#### Task list
**a.** In the AZD3965 trial description below, write out the stretch from "AZD3965: a phase" through "people in the future.".
**b.** Translate this sentence from the AZD3965 trial description below into Spanish: "AZD3965 is a targeted drug that works by blocking the action of a protein called monocarboxylate transporter 1 (MCT1)."
**c.** Carry on the AZD3965 trial description below, picking up right after its final sentence.

AZD3965: a phase 1 trial looking at a new treatment called AZD3965 for people with relapsed or refractory lymphoma and for other cancers

This is a phase 1 (early phase) trial of an experimental treatment. Little is known about the safety and effectiveness of this treatment. You might not benefit from the treatment but the trial will give important information about this new treatment, which could help other people in the future. 


Purpose of trial

The aim of this trial is to find out more about using a new treatment called AZD3965 to treat lymphomas and other types of cancer. The trial is for people whose lymphoma has relapsed (come back) or is refractory (has not responded to treatment) and for people with advanced-stage solid tumours.

The trial aims to find out:

  • the best dose to use
  • the side effects
  • how well the treatment works
  • how the treatment behaves in the body.

Treatments

AZD3965 is a targeted drug that works by blocking the action of a protein called monocarboxylate transporter 1 (MCT1). MCT1 is involved in transporting substances in and out of cells. Blocking this protein in cancer cells with AZD3965 could cause the cells to die or control their growth.

Everyone in this trial takes AZD3965 every day.

#### Record set
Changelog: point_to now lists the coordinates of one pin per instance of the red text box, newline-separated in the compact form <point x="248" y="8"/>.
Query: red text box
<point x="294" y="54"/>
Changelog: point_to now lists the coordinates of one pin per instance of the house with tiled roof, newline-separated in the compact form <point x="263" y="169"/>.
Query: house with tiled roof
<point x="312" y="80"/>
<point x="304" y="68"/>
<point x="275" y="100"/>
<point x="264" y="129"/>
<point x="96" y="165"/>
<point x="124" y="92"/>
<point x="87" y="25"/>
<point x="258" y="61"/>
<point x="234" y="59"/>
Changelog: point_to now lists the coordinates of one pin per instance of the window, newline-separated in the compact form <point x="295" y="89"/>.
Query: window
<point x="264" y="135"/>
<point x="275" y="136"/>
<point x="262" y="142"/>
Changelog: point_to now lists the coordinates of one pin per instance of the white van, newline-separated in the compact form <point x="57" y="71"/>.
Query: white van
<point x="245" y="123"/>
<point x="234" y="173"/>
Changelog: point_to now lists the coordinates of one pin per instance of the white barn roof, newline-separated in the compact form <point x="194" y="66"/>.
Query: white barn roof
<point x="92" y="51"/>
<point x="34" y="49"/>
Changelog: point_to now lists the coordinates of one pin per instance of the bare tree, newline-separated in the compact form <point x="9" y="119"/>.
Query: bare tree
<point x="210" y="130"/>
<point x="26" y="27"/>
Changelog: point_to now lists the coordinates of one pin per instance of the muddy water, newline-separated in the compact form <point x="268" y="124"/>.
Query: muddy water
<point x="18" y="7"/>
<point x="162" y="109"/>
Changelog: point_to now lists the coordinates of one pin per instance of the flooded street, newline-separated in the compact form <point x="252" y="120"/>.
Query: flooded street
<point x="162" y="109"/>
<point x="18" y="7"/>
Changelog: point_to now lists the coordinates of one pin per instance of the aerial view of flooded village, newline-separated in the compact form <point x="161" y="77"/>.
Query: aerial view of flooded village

#### Written answers
**a.**
AZD3965: a phase 1 trial looking at a new treatment called AZD3965 for people with relapsed or refractory lymphoma and for other cancers

This is a phase 1 (early phase) trial of an experimental treatment. Little is known about the safety and effectiveness of this treatment. You might not benefit from the treatment but the trial will give important information about this new treatment, which could help other people in the future.

**b.** AZD3965 es un fármaco dirigido que actúa bloqueando la acción de una proteína llamada transportador de monocarboxilato 1 (MCT1).

**c.**
AZD3965 is a capsule that you take once or twice a day, depending which dose you are taking. Different doses are being tested in this trial.

This trial is in two parts.

  • Part 1 is to find out the highest safe dose of AZD3965. People with lymphoma and any other type of solid cancer can enter this part of the trial. Participants are treated in small groups. The first few participants have the lowest dose of AZD3965. The next few have a higher dose. This continues and the participants are monitored closely for side effects. The highest dose that doesn’t cause serious side effects is used in part 2 of the trial.
  • Part 2 is to test how well the highest safe dose of AZD3965 works in people with diffuse large B-cell lymphoma (DLBCL) and Burkitt lymphoma. You cannot enter this part of the trial if you have another type of lymphoma or cancer. People entering this part of the trial all have the same dose of AZD3965.

Whichever group you are in, you can continue to have the trial treatment for up to 12 months if it is benefiting you.


Who can enter

Your consultant can give you advice on whether this trial might be suitable for you.

Around 64 people are needed for this trial.

You may be able to enter if:

  • You have a solid tumour or lymphoma for part 1 of this trial, or you have Burkitt lymphoma or diffuse large B-cell lymphoma for part 2.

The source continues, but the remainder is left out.